Source data
*** Begin section ***

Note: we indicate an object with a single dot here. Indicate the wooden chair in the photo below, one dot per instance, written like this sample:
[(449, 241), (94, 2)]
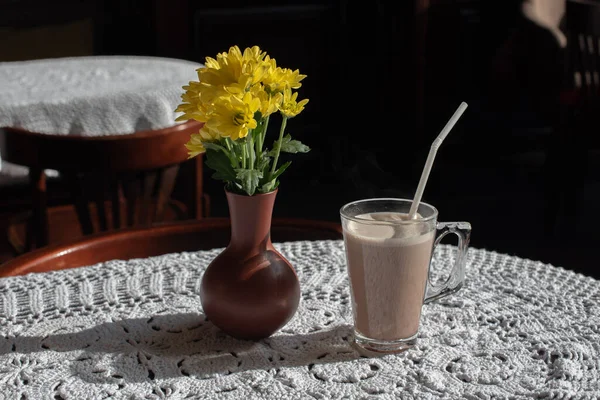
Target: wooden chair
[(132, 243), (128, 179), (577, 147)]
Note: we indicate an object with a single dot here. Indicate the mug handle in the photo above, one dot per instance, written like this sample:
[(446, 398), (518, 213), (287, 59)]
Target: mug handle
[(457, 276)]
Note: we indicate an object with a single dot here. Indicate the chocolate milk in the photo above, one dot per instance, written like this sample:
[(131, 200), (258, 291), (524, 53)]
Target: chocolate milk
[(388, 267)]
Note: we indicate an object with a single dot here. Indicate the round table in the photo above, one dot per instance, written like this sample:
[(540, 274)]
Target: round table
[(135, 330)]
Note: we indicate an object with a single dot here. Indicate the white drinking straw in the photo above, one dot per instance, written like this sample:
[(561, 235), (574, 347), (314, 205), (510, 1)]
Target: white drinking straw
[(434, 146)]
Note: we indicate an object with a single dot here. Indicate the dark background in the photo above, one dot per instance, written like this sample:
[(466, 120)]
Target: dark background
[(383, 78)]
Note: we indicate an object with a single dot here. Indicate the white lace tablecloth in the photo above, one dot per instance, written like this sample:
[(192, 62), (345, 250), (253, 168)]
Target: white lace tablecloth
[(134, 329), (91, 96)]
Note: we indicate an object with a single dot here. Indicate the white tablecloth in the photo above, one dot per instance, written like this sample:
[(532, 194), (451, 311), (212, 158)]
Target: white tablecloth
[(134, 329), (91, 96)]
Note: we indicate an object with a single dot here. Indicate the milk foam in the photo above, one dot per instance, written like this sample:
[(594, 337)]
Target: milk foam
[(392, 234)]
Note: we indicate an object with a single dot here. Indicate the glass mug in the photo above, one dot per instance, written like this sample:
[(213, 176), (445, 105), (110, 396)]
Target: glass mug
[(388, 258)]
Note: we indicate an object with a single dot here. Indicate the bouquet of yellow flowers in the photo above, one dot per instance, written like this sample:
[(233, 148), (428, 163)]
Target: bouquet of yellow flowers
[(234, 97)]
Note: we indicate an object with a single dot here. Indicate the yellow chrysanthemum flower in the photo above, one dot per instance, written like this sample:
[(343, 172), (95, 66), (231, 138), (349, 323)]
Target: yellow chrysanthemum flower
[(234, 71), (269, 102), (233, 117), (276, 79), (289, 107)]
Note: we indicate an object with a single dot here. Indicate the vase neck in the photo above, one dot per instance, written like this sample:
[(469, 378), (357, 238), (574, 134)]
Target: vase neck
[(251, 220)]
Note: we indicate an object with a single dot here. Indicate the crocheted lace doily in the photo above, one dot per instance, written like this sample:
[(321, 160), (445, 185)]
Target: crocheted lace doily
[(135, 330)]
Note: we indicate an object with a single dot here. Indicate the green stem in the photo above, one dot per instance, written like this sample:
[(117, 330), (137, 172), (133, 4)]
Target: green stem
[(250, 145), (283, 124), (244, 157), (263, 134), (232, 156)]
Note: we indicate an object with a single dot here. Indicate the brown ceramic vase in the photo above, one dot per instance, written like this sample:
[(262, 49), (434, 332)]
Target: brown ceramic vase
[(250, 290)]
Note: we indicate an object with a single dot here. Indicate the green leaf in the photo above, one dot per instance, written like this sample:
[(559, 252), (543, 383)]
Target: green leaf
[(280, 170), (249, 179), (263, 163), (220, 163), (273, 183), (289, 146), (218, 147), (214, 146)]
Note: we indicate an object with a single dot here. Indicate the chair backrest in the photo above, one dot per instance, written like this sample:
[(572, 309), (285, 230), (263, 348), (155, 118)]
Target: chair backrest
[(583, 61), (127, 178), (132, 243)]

*** End section ***
*** Begin section ***

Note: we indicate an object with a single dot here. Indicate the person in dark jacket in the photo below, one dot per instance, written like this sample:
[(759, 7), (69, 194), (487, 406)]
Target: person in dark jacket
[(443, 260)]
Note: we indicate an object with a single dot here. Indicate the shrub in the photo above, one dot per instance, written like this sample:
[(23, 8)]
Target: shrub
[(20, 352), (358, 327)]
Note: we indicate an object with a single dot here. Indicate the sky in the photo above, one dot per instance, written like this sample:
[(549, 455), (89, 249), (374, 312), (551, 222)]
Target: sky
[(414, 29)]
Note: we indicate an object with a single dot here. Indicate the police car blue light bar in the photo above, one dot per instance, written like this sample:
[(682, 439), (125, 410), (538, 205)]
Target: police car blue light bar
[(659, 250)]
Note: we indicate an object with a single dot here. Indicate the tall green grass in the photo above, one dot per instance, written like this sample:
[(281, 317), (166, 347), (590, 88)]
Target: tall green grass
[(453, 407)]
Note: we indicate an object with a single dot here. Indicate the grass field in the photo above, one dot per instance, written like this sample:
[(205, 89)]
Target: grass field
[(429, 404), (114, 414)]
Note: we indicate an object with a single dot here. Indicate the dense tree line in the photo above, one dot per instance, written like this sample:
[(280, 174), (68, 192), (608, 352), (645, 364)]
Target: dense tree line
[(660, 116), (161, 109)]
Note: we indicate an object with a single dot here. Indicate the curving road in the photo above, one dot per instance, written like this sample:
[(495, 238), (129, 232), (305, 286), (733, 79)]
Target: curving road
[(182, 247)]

*** End section ***

#### What to work on:
The lines above that hold "below" are the result; show every one of them.

#### Response area:
Note: we indicate an object with a single dot here. Indicate the wooden chair in the photo below, one dot per instance, written like this sample:
Note: we indicate an object with a single dot here. Indicate the person in dark jacket in the photo below, one dot per instance, written like this sample:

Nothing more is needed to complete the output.